**Consigne**:
D'après le passage sur Jean Richafort, quel pape lui accorda une rente spéciale en 1516 ? Répondez en quelques mots, s'il vous plaît.

**Passage choisi**:

====================

Jean Richafort (ca. 1480 – ca. 1547)

Actuellement, on ne connaît que partiellement la vie du compositeur franco-flamand Jean Richafort, bien qu’il fût de son vivant, une célébrité dépassant largement les frontières.

Jean Richafort naquit vers 1480, dans les Flandres françaises, probablement au village de “Ricartsvoorde”, d’où son nom. Il mourut vers 1547 à Bruges, où il exerçait la fonction de maître de chapelle depuis 1542. On sait qu’il exerça cette même fonction, mais à Malines, à la cathédrale St. Rombout, à partir de 1507, et que ses frères François et Guillaume y étaient chantres. A partir de 1510, Jean Richafort fut engagé à la cour de Louis XII. Après la mort de celui-ci, il travaillera au sein de la cour de François 1er.

Détail intéressant : en 1516, lors d’une rencontre à Bologne entre la cour papale et François I. le pape Léon X, fortement impressionné par les compositions de Jean Richafort, alloue à celui-ci une rente spéciale. On perd ensuite sa trace jusqu’en 1542, date à laquelle il rejoint la ville de Bruges. Cependant, divers témoignages nous permettent d’affirmer qu’il composa à cette époque son Opus Magnum.

Entre-temps, sa notoriété avait gagné toute l’Europe. L’exemple le plus flagrant en est que les compositeurs qui, pour la première fois dans l’histoire de la musique ont écrit une “messe-parodie”, l’ont fait sur le modèle de Jean Richafort. Dix-huit compositeurs au moins, dont Mouton, Morales et Palestrina se sont inspirés du motet Quam dicunt homines de Jean Richafort pour composer leur “messe-parodie”.

En 1556, les imprimeurs parisiens Le Roy et Ballard éditent, à titre posthume, un florilège sur l’art de Jean Richafort sous le titre Joannis Richafort modulorum quatuor, quinque et sex vocum, liber primus. En outre, pas moins de 70 anthologies, imprimées entre 1519 et 1583, contiennent des œuvres dispersées de Jean Richafort. Plus impressionnant encore est que l’on a trouvé plus de 200 manuscrits, de Lisbonne à Cracovie, Glasgow, Ratisbonne…, contenant des messes, motets, Magnificat et chansons du maître. Ceci est d’autant plus remarquable que Jean Richafort est aujourd'hui un compositeur ignoré : dans la Collégiale de Nivelles, pour la première fois en Belgique, un concert lui est entièrement consacré(1).

====================

**Données**:
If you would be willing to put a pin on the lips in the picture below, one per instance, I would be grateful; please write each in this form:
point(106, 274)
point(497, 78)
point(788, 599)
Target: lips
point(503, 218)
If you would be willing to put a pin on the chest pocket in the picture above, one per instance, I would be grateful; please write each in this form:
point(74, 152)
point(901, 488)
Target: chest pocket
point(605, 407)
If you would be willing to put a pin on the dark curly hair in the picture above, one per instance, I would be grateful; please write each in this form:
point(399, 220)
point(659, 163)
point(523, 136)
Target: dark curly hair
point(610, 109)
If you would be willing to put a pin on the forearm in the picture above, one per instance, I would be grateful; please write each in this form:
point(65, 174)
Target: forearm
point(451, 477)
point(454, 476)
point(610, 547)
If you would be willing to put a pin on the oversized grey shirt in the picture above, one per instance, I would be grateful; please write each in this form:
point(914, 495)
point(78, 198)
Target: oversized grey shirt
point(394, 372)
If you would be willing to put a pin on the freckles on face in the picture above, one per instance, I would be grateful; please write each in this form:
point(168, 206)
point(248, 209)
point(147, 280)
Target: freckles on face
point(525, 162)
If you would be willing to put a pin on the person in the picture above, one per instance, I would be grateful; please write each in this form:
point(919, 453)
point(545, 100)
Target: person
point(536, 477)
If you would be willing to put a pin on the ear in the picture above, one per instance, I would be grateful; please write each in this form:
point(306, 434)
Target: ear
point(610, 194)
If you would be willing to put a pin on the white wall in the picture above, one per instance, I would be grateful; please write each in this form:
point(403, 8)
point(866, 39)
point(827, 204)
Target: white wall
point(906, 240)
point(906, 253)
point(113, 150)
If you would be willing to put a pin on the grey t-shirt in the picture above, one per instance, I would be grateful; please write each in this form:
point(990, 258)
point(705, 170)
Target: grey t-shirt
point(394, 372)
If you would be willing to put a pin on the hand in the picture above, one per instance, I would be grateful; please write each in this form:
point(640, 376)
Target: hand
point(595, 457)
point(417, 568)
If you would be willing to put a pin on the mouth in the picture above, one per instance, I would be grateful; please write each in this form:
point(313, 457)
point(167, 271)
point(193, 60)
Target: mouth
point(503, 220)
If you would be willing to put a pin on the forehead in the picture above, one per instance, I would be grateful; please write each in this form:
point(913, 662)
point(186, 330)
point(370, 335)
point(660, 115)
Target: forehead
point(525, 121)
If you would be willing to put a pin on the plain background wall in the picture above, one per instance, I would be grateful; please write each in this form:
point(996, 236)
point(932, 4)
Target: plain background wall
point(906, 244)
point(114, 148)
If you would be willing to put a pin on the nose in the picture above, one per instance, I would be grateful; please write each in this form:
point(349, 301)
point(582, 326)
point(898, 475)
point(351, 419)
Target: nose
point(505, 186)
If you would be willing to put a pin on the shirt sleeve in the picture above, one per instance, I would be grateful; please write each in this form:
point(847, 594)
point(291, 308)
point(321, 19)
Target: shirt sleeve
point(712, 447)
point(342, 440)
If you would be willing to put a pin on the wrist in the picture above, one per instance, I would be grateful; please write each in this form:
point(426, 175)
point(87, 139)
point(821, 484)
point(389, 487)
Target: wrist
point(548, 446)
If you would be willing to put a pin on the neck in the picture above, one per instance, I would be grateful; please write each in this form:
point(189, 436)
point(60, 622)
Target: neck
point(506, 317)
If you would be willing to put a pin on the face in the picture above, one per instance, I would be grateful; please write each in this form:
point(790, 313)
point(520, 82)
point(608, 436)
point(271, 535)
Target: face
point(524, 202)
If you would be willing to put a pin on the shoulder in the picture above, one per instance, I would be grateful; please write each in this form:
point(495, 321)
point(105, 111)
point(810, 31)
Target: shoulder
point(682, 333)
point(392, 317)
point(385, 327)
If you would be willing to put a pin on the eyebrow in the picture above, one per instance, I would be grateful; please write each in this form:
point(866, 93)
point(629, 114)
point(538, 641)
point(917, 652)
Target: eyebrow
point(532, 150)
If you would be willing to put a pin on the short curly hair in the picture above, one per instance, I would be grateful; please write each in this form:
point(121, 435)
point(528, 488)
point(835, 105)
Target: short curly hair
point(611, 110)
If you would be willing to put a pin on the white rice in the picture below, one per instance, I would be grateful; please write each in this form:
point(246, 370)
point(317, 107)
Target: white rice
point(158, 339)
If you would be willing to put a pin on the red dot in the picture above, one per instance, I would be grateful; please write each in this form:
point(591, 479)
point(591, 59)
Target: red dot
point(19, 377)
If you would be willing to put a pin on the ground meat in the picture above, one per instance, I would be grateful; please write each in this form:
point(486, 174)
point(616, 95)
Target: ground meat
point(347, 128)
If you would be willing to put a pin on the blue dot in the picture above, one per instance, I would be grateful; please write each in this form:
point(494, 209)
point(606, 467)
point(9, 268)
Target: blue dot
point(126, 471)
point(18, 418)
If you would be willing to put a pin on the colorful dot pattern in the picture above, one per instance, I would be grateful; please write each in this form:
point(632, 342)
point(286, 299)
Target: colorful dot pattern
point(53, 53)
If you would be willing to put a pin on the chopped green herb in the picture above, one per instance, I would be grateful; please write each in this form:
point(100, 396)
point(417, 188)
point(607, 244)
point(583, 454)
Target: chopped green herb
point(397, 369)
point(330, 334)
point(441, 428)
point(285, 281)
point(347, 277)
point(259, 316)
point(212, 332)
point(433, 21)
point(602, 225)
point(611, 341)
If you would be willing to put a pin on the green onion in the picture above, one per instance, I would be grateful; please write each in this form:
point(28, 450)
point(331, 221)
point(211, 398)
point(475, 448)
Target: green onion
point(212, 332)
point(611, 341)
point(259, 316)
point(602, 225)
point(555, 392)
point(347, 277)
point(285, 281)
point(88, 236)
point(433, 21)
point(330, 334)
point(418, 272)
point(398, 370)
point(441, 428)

====================

**Réponse**:
Le pape Léon X.